■ Material provided:
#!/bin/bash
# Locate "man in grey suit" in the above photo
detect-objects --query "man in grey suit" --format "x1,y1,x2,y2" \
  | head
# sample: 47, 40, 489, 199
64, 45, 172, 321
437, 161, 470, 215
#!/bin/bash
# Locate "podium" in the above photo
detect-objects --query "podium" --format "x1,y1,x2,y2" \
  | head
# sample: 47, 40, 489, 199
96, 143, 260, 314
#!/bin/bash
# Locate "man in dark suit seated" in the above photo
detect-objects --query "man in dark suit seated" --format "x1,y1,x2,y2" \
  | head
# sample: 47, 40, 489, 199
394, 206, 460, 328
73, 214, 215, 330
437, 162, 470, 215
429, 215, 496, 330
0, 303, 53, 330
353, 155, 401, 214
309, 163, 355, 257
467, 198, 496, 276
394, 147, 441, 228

■ Instruction:
Convert every line of the entries above into a JSON list of strings, with one string per line and blank lines left out.

■ Exercise answer:
[
  "#!/bin/bash",
  "# Locate \"man in grey suit\" in the above photo",
  "detect-objects --query \"man in grey suit\" --format \"x1,y1,x2,y2\" \\",
  "  | head",
  "# sample: 47, 40, 489, 199",
  "64, 45, 172, 321",
  "437, 161, 470, 215",
  "#!/bin/bash",
  "# Locate \"podium\" in the above photo",
  "detect-objects --query \"podium\" --format \"x1,y1,x2,y2\" \\",
  "  | head",
  "# sample: 47, 40, 489, 199",
  "96, 143, 260, 314",
  "#!/bin/bash",
  "# Locate \"man in dark suit seated\" in the above photo",
  "detect-objects --query \"man in dark suit seated\" --format \"x1,y1,x2,y2\" \\",
  "  | head",
  "# sample: 47, 40, 489, 199",
  "394, 206, 460, 328",
  "73, 214, 215, 330",
  "437, 162, 470, 215",
  "429, 215, 496, 330",
  "0, 303, 53, 330",
  "353, 155, 401, 214",
  "309, 163, 355, 257",
  "467, 198, 496, 276",
  "394, 147, 441, 228"
]